2010-03-05 Thread Linus Torvalds


On Fri, 5 Mar 2010, Carlos R. Mafra wrote:
 
 Whereas everytime I wanted to do that with Xorg it was such a pain that
 I want to keep away from that mess.

Actually, take it from me: Xorg is _pleasant_ to test these days.

Ok, so that's partly compared to the mess it _used_ to be, but it's really 
night and day. The whole build system was so incredibly baroque and heavy 
that you really had to understand it deeply if you wanted to do anything 
fancy.

And the non-fancy alternative was to just build the whole thing, which 
took _hours_ even on fast machines because the build system overhead was 
near-infinite (I dunno, maybe parallel builds could be made to work, but 
it took more brain-power than I could ever put into it).

These days, there's a few dependencies you need to know about (I do agree 
that from a user perspective the thing might have been made a bit _too_ 
modular) but they are generally fairly trivial, and there are scripts to 
download all the drivers and misc utilities needed.

And the modularization often works: you can often (but by no means always; 
it does require that the other parts are close enough and that there 
haven't been any major changes) just have the source code to the one 
driver you care about, and recompile and install just that _single_ 
driver.

Work instructions>
Transcribe the Xorg build post word for word, starting at "And the non-fancy" and ending at "misc utilities needed.".

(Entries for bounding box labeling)

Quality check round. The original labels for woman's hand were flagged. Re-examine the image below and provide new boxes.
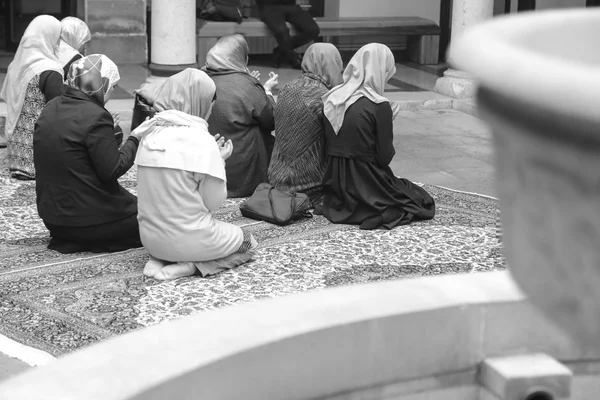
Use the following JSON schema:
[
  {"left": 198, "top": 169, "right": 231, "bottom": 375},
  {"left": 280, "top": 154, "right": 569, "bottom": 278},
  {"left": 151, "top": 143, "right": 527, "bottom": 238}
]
[
  {"left": 215, "top": 133, "right": 225, "bottom": 149},
  {"left": 131, "top": 118, "right": 156, "bottom": 140},
  {"left": 111, "top": 112, "right": 121, "bottom": 128},
  {"left": 217, "top": 138, "right": 233, "bottom": 161},
  {"left": 264, "top": 71, "right": 279, "bottom": 92},
  {"left": 390, "top": 101, "right": 400, "bottom": 119}
]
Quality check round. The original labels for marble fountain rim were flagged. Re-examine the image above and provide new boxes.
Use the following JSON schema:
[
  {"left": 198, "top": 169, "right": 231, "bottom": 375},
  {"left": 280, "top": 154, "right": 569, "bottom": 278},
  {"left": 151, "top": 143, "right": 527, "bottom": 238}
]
[{"left": 449, "top": 8, "right": 600, "bottom": 141}]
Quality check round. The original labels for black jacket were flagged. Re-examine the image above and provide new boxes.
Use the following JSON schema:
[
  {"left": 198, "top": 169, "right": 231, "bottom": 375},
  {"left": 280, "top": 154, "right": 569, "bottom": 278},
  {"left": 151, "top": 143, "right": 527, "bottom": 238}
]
[
  {"left": 33, "top": 88, "right": 138, "bottom": 226},
  {"left": 256, "top": 0, "right": 296, "bottom": 7}
]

Finished exercise>
And the non-fancy alternative was to just build the whole thing, which 
took _hours_ even on fast machines because the build system overhead was 
near-infinite (I dunno, maybe parallel builds could be made to work, but 
it took more brain-power than I could ever put into it).

These days, there's a few dependencies you need to know about (I do agree 
that from a user perspective the thing might have been made a bit _too_ 
modular) but they are generally fairly trivial, and there are scripts to 
download all the drivers and misc utilities needed.